• WORK TASK:
All of the data below should be returned exactly.

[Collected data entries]
_ _ _ _ _ _ _

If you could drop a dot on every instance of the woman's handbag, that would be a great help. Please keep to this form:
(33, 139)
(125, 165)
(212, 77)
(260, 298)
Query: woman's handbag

_ _ _ _ _ _ _

• RESULT BELOW:
If you could drop a dot on every instance of the woman's handbag, that would be a great help. Please keep to this form:
(33, 139)
(125, 165)
(212, 77)
(260, 298)
Query: woman's handbag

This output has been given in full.